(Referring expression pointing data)
────────────────────

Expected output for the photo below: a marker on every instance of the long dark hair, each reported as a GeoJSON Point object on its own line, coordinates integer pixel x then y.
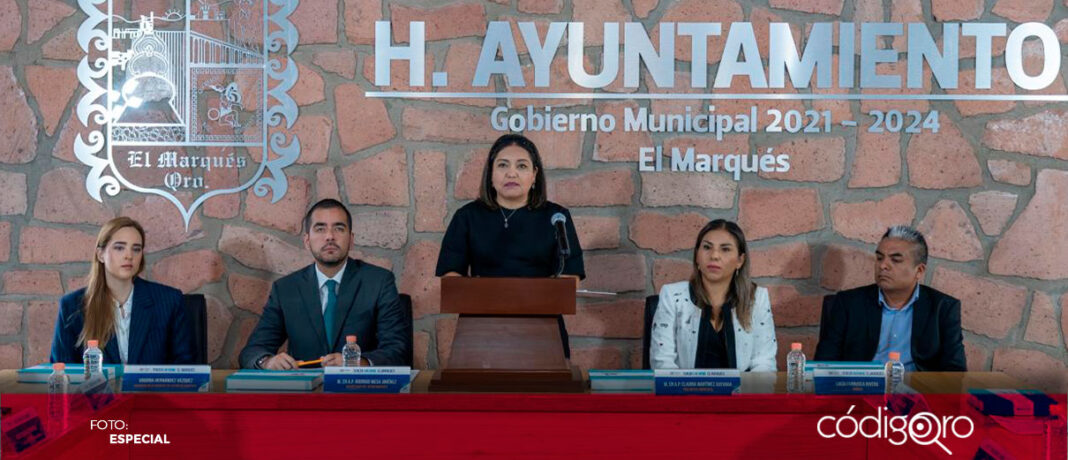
{"type": "Point", "coordinates": [536, 196]}
{"type": "Point", "coordinates": [99, 316]}
{"type": "Point", "coordinates": [742, 290]}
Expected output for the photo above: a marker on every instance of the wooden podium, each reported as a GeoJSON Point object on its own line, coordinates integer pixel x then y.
{"type": "Point", "coordinates": [507, 336]}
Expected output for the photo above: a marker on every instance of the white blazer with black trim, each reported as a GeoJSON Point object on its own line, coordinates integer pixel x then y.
{"type": "Point", "coordinates": [673, 342]}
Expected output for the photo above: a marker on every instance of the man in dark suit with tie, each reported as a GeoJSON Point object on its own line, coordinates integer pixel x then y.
{"type": "Point", "coordinates": [315, 307]}
{"type": "Point", "coordinates": [896, 314]}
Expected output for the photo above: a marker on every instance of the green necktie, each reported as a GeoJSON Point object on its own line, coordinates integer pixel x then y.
{"type": "Point", "coordinates": [329, 314]}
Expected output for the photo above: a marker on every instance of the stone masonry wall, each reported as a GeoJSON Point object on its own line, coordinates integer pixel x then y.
{"type": "Point", "coordinates": [990, 190]}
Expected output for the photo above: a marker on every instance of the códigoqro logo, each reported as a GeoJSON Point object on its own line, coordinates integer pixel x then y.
{"type": "Point", "coordinates": [923, 428]}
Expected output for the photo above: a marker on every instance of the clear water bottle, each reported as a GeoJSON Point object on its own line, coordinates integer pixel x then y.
{"type": "Point", "coordinates": [895, 373]}
{"type": "Point", "coordinates": [93, 359]}
{"type": "Point", "coordinates": [350, 354]}
{"type": "Point", "coordinates": [58, 399]}
{"type": "Point", "coordinates": [795, 369]}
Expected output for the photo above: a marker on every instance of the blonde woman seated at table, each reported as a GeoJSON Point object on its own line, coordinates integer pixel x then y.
{"type": "Point", "coordinates": [719, 318]}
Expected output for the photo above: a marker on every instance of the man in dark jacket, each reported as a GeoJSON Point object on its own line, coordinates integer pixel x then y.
{"type": "Point", "coordinates": [316, 306]}
{"type": "Point", "coordinates": [896, 313]}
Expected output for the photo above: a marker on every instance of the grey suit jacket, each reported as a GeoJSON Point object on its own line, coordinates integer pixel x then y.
{"type": "Point", "coordinates": [367, 306]}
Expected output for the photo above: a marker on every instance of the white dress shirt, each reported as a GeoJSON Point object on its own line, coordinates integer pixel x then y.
{"type": "Point", "coordinates": [323, 284]}
{"type": "Point", "coordinates": [123, 313]}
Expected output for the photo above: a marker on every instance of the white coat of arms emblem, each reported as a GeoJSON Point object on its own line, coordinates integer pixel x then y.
{"type": "Point", "coordinates": [187, 102]}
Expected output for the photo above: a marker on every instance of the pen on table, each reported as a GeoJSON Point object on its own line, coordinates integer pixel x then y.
{"type": "Point", "coordinates": [309, 363]}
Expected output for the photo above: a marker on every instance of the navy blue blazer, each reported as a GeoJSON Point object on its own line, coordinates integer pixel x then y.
{"type": "Point", "coordinates": [159, 329]}
{"type": "Point", "coordinates": [367, 305]}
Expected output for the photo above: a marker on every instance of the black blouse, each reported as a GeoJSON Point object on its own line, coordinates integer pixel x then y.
{"type": "Point", "coordinates": [713, 351]}
{"type": "Point", "coordinates": [478, 244]}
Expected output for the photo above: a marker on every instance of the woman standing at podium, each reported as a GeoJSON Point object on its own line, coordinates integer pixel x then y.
{"type": "Point", "coordinates": [507, 231]}
{"type": "Point", "coordinates": [718, 318]}
{"type": "Point", "coordinates": [136, 321]}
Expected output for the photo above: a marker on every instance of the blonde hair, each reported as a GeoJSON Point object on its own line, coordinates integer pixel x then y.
{"type": "Point", "coordinates": [742, 290]}
{"type": "Point", "coordinates": [97, 303]}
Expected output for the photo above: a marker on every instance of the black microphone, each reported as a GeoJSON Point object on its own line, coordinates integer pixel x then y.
{"type": "Point", "coordinates": [558, 223]}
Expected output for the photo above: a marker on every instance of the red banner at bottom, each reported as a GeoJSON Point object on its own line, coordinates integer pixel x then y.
{"type": "Point", "coordinates": [265, 426]}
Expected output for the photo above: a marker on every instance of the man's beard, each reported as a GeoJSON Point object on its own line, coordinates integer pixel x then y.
{"type": "Point", "coordinates": [329, 260]}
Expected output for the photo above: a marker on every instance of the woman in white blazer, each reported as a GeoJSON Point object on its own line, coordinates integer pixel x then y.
{"type": "Point", "coordinates": [719, 318]}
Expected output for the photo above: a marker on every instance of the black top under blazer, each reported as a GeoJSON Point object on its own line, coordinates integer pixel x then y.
{"type": "Point", "coordinates": [857, 318]}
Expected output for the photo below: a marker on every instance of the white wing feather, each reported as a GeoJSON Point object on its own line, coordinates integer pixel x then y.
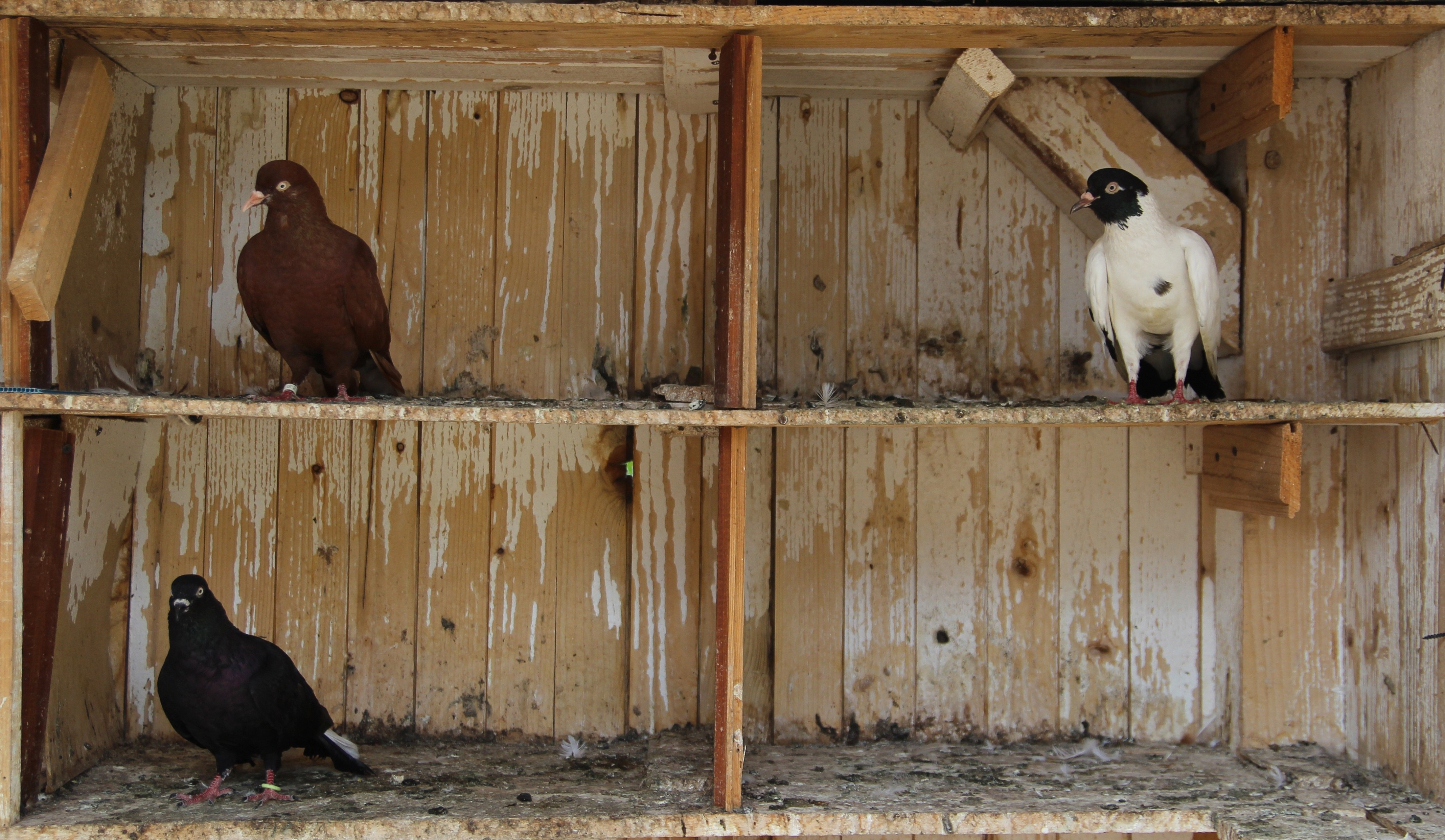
{"type": "Point", "coordinates": [1204, 284]}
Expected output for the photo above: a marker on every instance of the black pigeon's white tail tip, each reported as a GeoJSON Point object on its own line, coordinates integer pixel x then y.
{"type": "Point", "coordinates": [347, 747]}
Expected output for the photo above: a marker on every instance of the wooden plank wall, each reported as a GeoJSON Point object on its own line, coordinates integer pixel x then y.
{"type": "Point", "coordinates": [513, 579]}
{"type": "Point", "coordinates": [1392, 576]}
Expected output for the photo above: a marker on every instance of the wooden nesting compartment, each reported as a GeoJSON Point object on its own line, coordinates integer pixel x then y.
{"type": "Point", "coordinates": [946, 578]}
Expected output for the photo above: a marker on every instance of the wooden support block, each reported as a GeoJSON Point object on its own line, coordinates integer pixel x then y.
{"type": "Point", "coordinates": [1247, 92]}
{"type": "Point", "coordinates": [50, 456]}
{"type": "Point", "coordinates": [54, 216]}
{"type": "Point", "coordinates": [690, 80]}
{"type": "Point", "coordinates": [739, 210]}
{"type": "Point", "coordinates": [1404, 303]}
{"type": "Point", "coordinates": [727, 728]}
{"type": "Point", "coordinates": [1253, 469]}
{"type": "Point", "coordinates": [970, 93]}
{"type": "Point", "coordinates": [12, 569]}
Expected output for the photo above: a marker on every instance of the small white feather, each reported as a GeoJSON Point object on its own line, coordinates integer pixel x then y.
{"type": "Point", "coordinates": [346, 745]}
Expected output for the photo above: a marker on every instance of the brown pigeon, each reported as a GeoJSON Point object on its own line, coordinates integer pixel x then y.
{"type": "Point", "coordinates": [311, 291]}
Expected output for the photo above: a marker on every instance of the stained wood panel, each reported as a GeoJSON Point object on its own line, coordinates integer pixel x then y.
{"type": "Point", "coordinates": [953, 583]}
{"type": "Point", "coordinates": [454, 495]}
{"type": "Point", "coordinates": [177, 239]}
{"type": "Point", "coordinates": [382, 615]}
{"type": "Point", "coordinates": [1024, 569]}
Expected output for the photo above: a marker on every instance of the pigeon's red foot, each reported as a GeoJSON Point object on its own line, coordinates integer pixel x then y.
{"type": "Point", "coordinates": [213, 793]}
{"type": "Point", "coordinates": [344, 397]}
{"type": "Point", "coordinates": [269, 793]}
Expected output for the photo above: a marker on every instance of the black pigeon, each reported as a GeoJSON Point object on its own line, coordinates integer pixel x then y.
{"type": "Point", "coordinates": [240, 696]}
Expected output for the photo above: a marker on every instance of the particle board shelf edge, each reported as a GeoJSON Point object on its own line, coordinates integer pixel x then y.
{"type": "Point", "coordinates": [580, 413]}
{"type": "Point", "coordinates": [658, 787]}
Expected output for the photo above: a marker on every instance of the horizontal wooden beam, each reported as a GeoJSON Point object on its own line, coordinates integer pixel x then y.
{"type": "Point", "coordinates": [1253, 469]}
{"type": "Point", "coordinates": [54, 216]}
{"type": "Point", "coordinates": [649, 414]}
{"type": "Point", "coordinates": [969, 95]}
{"type": "Point", "coordinates": [1247, 92]}
{"type": "Point", "coordinates": [1404, 303]}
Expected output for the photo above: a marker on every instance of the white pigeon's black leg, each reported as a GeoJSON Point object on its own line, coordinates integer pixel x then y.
{"type": "Point", "coordinates": [211, 793]}
{"type": "Point", "coordinates": [271, 791]}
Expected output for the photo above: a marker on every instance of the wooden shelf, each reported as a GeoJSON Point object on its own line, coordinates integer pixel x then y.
{"type": "Point", "coordinates": [661, 789]}
{"type": "Point", "coordinates": [658, 414]}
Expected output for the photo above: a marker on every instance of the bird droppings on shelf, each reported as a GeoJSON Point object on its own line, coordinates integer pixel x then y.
{"type": "Point", "coordinates": [661, 787]}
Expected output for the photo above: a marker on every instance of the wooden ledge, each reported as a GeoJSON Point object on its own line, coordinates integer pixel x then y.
{"type": "Point", "coordinates": [655, 414]}
{"type": "Point", "coordinates": [459, 789]}
{"type": "Point", "coordinates": [639, 25]}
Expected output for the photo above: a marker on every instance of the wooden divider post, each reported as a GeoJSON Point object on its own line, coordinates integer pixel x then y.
{"type": "Point", "coordinates": [739, 179]}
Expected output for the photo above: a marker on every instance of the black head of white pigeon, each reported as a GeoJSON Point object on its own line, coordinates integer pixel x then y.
{"type": "Point", "coordinates": [1154, 293]}
{"type": "Point", "coordinates": [239, 696]}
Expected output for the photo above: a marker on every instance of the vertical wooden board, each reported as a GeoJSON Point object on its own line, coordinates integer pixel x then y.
{"type": "Point", "coordinates": [758, 605]}
{"type": "Point", "coordinates": [461, 217]}
{"type": "Point", "coordinates": [1164, 587]}
{"type": "Point", "coordinates": [392, 214]}
{"type": "Point", "coordinates": [665, 582]}
{"type": "Point", "coordinates": [324, 137]}
{"type": "Point", "coordinates": [768, 255]}
{"type": "Point", "coordinates": [589, 536]}
{"type": "Point", "coordinates": [1024, 582]}
{"type": "Point", "coordinates": [953, 266]}
{"type": "Point", "coordinates": [880, 580]}
{"type": "Point", "coordinates": [453, 585]}
{"type": "Point", "coordinates": [1292, 684]}
{"type": "Point", "coordinates": [1024, 288]}
{"type": "Point", "coordinates": [884, 246]}
{"type": "Point", "coordinates": [808, 624]}
{"type": "Point", "coordinates": [251, 129]}
{"type": "Point", "coordinates": [672, 177]}
{"type": "Point", "coordinates": [240, 547]}
{"type": "Point", "coordinates": [813, 239]}
{"type": "Point", "coordinates": [531, 174]}
{"type": "Point", "coordinates": [1084, 364]}
{"type": "Point", "coordinates": [86, 712]}
{"type": "Point", "coordinates": [1295, 236]}
{"type": "Point", "coordinates": [1095, 521]}
{"type": "Point", "coordinates": [183, 534]}
{"type": "Point", "coordinates": [522, 613]}
{"type": "Point", "coordinates": [12, 538]}
{"type": "Point", "coordinates": [313, 559]}
{"type": "Point", "coordinates": [146, 587]}
{"type": "Point", "coordinates": [599, 271]}
{"type": "Point", "coordinates": [382, 618]}
{"type": "Point", "coordinates": [97, 313]}
{"type": "Point", "coordinates": [177, 238]}
{"type": "Point", "coordinates": [953, 582]}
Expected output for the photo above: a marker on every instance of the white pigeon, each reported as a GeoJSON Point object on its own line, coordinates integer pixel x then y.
{"type": "Point", "coordinates": [1154, 291]}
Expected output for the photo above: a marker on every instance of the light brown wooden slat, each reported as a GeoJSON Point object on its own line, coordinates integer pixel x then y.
{"type": "Point", "coordinates": [454, 494]}
{"type": "Point", "coordinates": [1024, 573]}
{"type": "Point", "coordinates": [1247, 92]}
{"type": "Point", "coordinates": [1095, 521]}
{"type": "Point", "coordinates": [177, 259]}
{"type": "Point", "coordinates": [382, 616]}
{"type": "Point", "coordinates": [52, 220]}
{"type": "Point", "coordinates": [953, 583]}
{"type": "Point", "coordinates": [589, 547]}
{"type": "Point", "coordinates": [461, 207]}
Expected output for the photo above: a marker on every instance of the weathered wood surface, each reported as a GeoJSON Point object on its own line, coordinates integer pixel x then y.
{"type": "Point", "coordinates": [587, 413]}
{"type": "Point", "coordinates": [616, 24]}
{"type": "Point", "coordinates": [636, 789]}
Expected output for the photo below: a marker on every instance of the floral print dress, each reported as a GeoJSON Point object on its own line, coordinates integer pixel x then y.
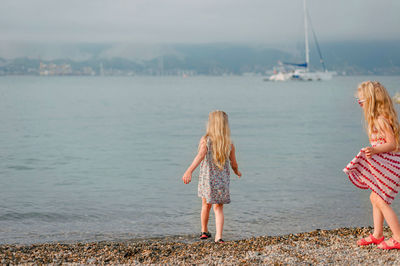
{"type": "Point", "coordinates": [213, 182]}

────────────────────

→ Task: Only the lines from the one containing "of the weathered" through the final line of the data should be given again, exactly and without pictures.

→ Result of this task:
Expected output for the photo above: a marker on every instance of the weathered wood surface, each reported as a GeoJSON Point object on its own line, coordinates integer pixel x then y.
{"type": "Point", "coordinates": [587, 413]}
{"type": "Point", "coordinates": [616, 24]}
{"type": "Point", "coordinates": [636, 789]}
Expected output for the photo below: a marker on every instance of the floral print dress, each reported as a GeoJSON Point object on its own line, coordinates integer pixel x then y.
{"type": "Point", "coordinates": [213, 182]}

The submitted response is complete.